# Problem requirements:
An identical copy of every entry below is the required output.

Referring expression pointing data
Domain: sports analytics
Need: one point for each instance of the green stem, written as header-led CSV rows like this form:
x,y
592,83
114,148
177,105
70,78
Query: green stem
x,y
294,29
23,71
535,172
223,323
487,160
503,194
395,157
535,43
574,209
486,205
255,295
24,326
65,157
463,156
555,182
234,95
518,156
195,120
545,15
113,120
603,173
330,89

# Answer to this problem:
Domain: sports analytics
Need: one point for each instance of the green stem, written as header-led CSV rows like this form:
x,y
592,83
114,148
177,105
70,78
Query: green stem
x,y
294,29
23,71
535,172
223,323
487,160
503,194
395,157
535,43
574,209
486,205
255,295
24,326
65,157
463,156
555,182
234,95
518,156
195,120
545,15
113,120
603,173
330,89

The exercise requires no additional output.